(PAGE EXTRACT begins)

Well the simplest and most accurate way to do this would be with thermocouples and a datalogger. You may have to consider the size of the data file to email. Maybe the data could be put onto a usb stick and sent in some other way instead?

I am a bit surprised that this would cost $3k, I would think it ought to be possible to do it for much less.

Regarding this:

I hope we can achieve 55-60C or more to inactivate Ascaris and kill all bugs (technical term), and see how high the pH gets and the change in moisture from start to finish. It's a rough measure, but better than most I've read about.


I think research indicates that it is very hard to achieve conditions will consistently kill off ascaris. And 55-60 degrees is not going to "kill all bugs" - partly due to diurnal temperature variations (so it doesn't necessarily stay at that temperature for very long) and partly because there will be different patterns of survival at different positions within the windrow/heap. I suspect the simplest method in the long term will be to identify positions where the conditions are worst (probably the edges and bottom of your windrow) and to monitor those. If they can be shown to have got to minimum standards, it will be fair to assume the rest have.


But I like your research model, it will be fascinating to see what you find out.

I spoke to someone a while ago who ran a company looking at dna analysis that you mention here. I think that is very useful idea, given that the amounts of material needed would be much lower than if you needed to do a full microbiological assessment.

I do not know enough about microbial genetics, but I assume that you have determined whether dead pathogen dna is retained in the material? Otherwise this may not be a particularly useful measure of pathogen destruction.

Edit: sorry, I missed that you mentioned this point. If they can determine dead DNA from live, this sounds great.

(PAGE EXTRACT ends)

■ WHAT TO DO
Reproduce the whole post on monitoring compost heat and pathogen kill word for word.

(GIVEN DATA begins)

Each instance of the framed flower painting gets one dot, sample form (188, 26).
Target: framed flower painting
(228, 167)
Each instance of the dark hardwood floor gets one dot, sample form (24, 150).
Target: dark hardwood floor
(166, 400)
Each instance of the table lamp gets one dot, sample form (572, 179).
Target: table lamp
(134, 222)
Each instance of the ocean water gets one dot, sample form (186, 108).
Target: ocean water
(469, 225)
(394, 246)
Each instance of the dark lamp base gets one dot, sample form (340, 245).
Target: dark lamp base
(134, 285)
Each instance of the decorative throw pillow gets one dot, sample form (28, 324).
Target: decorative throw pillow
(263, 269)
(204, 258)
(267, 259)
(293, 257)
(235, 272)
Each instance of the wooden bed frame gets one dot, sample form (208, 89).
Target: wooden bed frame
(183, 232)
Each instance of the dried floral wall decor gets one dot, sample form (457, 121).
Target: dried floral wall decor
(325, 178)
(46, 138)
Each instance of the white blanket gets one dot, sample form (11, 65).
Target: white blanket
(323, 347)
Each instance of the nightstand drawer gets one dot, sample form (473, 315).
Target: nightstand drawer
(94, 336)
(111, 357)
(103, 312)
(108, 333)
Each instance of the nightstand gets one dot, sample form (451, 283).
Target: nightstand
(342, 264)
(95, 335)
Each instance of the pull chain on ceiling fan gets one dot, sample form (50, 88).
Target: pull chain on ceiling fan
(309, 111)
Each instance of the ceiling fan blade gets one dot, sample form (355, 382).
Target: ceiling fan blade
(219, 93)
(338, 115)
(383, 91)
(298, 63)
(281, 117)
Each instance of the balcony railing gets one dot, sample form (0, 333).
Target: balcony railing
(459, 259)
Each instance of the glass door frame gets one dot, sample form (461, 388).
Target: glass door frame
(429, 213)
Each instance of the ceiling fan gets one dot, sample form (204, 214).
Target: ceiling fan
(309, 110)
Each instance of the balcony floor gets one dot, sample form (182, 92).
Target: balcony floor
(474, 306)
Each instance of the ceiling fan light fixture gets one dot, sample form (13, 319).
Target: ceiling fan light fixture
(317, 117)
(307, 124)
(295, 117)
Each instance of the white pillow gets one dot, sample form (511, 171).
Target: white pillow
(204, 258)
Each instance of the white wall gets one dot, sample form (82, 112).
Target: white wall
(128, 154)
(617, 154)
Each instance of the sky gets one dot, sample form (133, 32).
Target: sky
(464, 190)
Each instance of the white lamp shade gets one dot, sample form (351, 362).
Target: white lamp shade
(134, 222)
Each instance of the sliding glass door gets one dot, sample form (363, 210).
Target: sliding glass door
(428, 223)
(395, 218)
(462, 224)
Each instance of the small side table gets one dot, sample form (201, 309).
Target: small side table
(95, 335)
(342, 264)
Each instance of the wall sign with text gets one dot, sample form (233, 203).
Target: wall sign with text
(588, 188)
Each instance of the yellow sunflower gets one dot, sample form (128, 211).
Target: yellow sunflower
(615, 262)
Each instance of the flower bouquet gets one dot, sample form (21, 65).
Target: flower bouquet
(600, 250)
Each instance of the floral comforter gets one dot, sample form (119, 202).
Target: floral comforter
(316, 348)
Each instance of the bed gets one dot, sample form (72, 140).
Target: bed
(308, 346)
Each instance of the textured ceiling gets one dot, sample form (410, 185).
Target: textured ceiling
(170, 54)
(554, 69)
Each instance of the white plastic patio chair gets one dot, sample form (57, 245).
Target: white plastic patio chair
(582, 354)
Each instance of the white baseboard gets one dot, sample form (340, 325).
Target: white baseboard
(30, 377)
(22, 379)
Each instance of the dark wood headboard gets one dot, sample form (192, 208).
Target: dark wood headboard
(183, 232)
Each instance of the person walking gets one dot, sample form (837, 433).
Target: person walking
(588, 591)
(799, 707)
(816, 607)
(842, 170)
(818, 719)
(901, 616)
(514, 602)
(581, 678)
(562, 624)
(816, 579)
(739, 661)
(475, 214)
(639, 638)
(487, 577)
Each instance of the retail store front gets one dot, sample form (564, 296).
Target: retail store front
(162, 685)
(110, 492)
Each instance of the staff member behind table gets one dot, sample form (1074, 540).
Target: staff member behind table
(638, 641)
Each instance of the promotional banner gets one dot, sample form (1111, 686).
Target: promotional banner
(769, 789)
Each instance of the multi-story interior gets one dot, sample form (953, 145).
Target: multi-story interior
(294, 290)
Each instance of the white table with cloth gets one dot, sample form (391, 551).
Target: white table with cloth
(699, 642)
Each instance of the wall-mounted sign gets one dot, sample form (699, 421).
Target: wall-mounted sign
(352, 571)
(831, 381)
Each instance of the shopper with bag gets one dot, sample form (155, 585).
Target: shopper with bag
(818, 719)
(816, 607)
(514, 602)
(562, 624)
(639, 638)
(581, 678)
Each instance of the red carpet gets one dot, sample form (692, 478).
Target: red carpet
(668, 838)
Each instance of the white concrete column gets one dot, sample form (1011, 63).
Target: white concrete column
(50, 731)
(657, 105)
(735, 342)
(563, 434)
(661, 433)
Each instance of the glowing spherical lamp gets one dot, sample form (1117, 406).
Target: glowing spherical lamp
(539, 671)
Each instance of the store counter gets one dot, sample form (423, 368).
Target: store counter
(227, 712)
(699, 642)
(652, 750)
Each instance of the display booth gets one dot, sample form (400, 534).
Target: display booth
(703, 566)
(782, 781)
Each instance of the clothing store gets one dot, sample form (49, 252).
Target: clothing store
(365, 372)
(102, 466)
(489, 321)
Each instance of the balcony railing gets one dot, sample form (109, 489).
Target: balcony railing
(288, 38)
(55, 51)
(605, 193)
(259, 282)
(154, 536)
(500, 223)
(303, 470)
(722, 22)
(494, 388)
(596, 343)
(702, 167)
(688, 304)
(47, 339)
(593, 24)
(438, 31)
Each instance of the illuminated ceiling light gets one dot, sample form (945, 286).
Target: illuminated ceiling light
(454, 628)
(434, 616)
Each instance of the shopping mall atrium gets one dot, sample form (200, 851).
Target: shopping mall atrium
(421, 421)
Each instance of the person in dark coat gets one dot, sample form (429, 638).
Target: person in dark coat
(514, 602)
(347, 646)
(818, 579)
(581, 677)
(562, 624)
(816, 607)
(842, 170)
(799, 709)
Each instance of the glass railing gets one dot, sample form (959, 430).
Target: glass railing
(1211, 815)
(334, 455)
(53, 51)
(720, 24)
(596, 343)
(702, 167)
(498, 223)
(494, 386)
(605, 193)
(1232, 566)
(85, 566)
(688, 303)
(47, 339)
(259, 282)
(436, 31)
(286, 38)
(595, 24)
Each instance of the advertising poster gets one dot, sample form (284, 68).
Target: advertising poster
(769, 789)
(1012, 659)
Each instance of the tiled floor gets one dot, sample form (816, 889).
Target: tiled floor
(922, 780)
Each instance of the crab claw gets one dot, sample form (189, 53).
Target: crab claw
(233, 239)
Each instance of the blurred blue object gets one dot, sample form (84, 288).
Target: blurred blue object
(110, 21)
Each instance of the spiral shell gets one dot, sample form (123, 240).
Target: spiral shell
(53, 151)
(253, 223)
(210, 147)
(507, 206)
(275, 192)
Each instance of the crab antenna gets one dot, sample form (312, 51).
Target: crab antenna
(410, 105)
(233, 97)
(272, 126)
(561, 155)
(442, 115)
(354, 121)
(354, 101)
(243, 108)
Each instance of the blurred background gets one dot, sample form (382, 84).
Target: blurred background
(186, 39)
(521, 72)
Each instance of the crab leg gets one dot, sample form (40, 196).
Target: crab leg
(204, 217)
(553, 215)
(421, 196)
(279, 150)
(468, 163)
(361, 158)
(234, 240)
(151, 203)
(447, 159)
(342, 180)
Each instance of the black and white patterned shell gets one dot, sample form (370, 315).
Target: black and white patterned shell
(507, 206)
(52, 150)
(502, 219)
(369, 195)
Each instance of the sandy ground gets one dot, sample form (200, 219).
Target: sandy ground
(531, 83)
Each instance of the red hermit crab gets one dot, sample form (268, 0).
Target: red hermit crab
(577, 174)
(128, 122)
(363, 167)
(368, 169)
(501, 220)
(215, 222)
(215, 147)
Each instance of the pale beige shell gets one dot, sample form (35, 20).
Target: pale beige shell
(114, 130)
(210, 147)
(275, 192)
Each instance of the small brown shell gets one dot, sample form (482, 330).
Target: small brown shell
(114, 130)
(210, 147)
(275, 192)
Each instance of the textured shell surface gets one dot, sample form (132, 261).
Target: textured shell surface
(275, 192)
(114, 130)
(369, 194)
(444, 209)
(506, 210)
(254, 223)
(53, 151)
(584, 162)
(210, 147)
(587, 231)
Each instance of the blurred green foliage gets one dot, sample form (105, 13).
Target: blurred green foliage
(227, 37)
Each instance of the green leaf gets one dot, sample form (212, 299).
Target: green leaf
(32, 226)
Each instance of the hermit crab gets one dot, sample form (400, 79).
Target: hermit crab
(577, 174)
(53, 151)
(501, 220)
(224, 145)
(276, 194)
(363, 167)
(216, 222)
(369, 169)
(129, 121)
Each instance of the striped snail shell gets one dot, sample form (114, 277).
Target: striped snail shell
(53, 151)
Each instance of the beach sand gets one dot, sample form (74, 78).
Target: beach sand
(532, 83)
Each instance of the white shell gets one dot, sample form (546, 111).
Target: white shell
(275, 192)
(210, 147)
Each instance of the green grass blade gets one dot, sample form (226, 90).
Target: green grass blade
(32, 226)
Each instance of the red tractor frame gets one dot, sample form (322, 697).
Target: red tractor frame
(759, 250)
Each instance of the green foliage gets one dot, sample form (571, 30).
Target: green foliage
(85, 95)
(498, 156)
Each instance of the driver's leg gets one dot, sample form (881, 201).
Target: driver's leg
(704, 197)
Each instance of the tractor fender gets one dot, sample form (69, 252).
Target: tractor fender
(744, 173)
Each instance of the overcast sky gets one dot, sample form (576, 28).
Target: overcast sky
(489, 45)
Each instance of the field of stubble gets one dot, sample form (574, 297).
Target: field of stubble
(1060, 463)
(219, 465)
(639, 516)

(GIVEN DATA ends)

■ SOLVED PROBLEM
Well the simplest and most accurate way to do this would be with thermocouples and a datalogger. You may have to consider the size of the data file to email. Maybe the data could be put onto a usb stick and sent in some other way instead?

I am a bit surprised that this would cost $3k, I would think it ought to be possible to do it for much less.

Regarding this:

I hope we can achieve 55-60C or more to inactivate Ascaris and kill all bugs (technical term), and see how high the pH gets and the change in moisture from start to finish. It's a rough measure, but better than most I've read about.


I think research indicates that it is very hard to achieve conditions will consistently kill off ascaris. And 55-60 degrees is not going to "kill all bugs" - partly due to diurnal temperature variations (so it doesn't necessarily stay at that temperature for very long) and partly because there will be different patterns of survival at different positions within the windrow/heap. I suspect the simplest method in the long term will be to identify positions where the conditions are worst (probably the edges and bottom of your windrow) and to monitor those. If they can be shown to have got to minimum standards, it will be fair to assume the rest have.


But I like your research model, it will be fascinating to see what you find out.

I spoke to someone a while ago who ran a company looking at dna analysis that you mention here. I think that is very useful idea, given that the amounts of material needed would be much lower than if you needed to do a full microbiological assessment.

I do not know enough about microbial genetics, but I assume that you have determined whether dead pathogen dna is retained in the material? Otherwise this may not be a particularly useful measure of pathogen destruction.

Edit: sorry, I missed that you mentioned this point. If they can determine dead DNA from live, this sounds great.